EXERCICES
[A] Recopiez le passage de la critique qui va de « Au sujet de » à « oeuvre éclairée ! », bornes comprises, en mettant « linceul » à la place de « suaire ».
[B] D'après la critique, les affirmations suivantes sont-elles exactes ? Répondez par oui ou non pour chacune, avec les mots du texte qui tranchent.
(i) L'album fait environ cent pages.
(ii) Le suaire apparaît à Lirey en 1453.
(iii) L'article a d'abord été publié en octobre 2010.
[C] Répondez à ces questions sur la critique.
(i) Qui sont les auteurs de l'album ?
(ii) Combien d'interprétations de l'apparition du suaire l'album propose-t-il ?
(iii) Sur quel site l'article a-t-il paru ?

TEXTE

Au sujet de : Trois Christs article paru originellement en octobre 2010 www.planetebd.com
Trois Christs
Le suaire du Christ, qui apparait à Lirey en 1353, est-il : a/ d'essence divine ? b/ une supercherie ? c/ de surprenante origine ? 3 fois la même semaine, à travers 3 interprétations. Une belle mécanique graphico-narrative pour une oeuvre éclairée !
Ce qu'on en pense sur la planète BD : Encore un thriller ésotérique !? Oui et non. Car à travers ce one-shot d’une centaine de pages, les auteurs Valérie Mangin et Denis Bajram déploient plutôt une démarche scientifique, c'est-à-dire dénuée des habituels stigmates du thriller ésotérique. En effet, a contrario de la pléthore de productions du registre, il ne s’agit pas ici de tirer le lecteur en équilibre et en longueur sur la fine frontière séparant l’occulte du rationnel. Il s’agit plutôt de décortiquer et de relativiser les paramètres mystiques du genre, en mettant en scène un même évènement, celui de l’apparition du « Saint » Suaire à Lirey en 1353, tout en lui accordant 3 interprétations différentes.

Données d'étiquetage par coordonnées
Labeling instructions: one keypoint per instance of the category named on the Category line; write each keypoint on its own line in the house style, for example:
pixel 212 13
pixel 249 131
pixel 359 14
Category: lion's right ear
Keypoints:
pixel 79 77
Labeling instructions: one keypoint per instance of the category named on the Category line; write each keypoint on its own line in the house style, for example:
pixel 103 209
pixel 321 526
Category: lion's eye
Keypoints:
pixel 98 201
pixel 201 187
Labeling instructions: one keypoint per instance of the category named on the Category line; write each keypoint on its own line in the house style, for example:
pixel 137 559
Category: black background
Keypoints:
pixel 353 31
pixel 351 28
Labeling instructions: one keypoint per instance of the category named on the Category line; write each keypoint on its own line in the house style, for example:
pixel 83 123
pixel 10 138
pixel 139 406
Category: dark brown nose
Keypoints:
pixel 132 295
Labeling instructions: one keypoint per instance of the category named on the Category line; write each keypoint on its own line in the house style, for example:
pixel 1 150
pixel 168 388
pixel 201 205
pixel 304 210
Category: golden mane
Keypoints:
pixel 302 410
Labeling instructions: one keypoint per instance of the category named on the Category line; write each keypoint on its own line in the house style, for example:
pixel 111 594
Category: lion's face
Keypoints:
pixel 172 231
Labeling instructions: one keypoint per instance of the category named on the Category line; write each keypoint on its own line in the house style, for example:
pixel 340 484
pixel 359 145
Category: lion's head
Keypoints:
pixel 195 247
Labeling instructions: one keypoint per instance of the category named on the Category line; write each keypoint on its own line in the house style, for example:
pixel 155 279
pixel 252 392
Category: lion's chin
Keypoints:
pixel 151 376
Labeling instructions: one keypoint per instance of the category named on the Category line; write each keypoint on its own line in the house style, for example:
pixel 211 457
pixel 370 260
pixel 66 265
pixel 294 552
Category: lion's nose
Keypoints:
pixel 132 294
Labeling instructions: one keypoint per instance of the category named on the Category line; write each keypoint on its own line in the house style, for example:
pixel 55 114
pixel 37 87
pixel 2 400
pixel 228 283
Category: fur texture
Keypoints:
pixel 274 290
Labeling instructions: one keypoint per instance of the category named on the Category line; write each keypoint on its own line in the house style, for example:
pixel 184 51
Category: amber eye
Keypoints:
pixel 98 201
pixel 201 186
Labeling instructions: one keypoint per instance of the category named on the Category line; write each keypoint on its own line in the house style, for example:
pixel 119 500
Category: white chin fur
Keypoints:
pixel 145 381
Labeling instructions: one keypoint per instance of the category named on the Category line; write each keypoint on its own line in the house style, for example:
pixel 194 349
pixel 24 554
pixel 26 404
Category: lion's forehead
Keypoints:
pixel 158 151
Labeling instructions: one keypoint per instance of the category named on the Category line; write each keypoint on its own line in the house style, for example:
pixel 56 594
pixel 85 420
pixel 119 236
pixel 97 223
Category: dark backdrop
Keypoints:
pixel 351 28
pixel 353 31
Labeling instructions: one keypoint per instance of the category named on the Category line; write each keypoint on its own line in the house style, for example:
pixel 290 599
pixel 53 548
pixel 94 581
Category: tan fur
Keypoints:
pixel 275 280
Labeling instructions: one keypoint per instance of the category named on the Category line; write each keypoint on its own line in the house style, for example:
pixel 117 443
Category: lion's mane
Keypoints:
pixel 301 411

CORRIGÉS
[A]
Au sujet de : Trois Christs article paru originellement en octobre 2010 www.planetebd.com
Trois Christs
Le linceul du Christ, qui apparait à Lirey en 1353, est-il : a/ d'essence divine ? b/ une supercherie ? c/ de surprenante origine ? 3 fois la même semaine, à travers 3 interprétations. Une belle mécanique graphico-narrative pour une oeuvre éclairée !

[B]
(i) Oui : « ce one-shot d’une centaine de pages ».
(ii) Non : « qui apparait à Lirey en 1353 ».
(iii) Oui : « article paru originellement en octobre 2010 ».

[C]
(i) Valérie Mangin et Denis Bajram.
(ii) Trois.
(iii) www.planetebd.com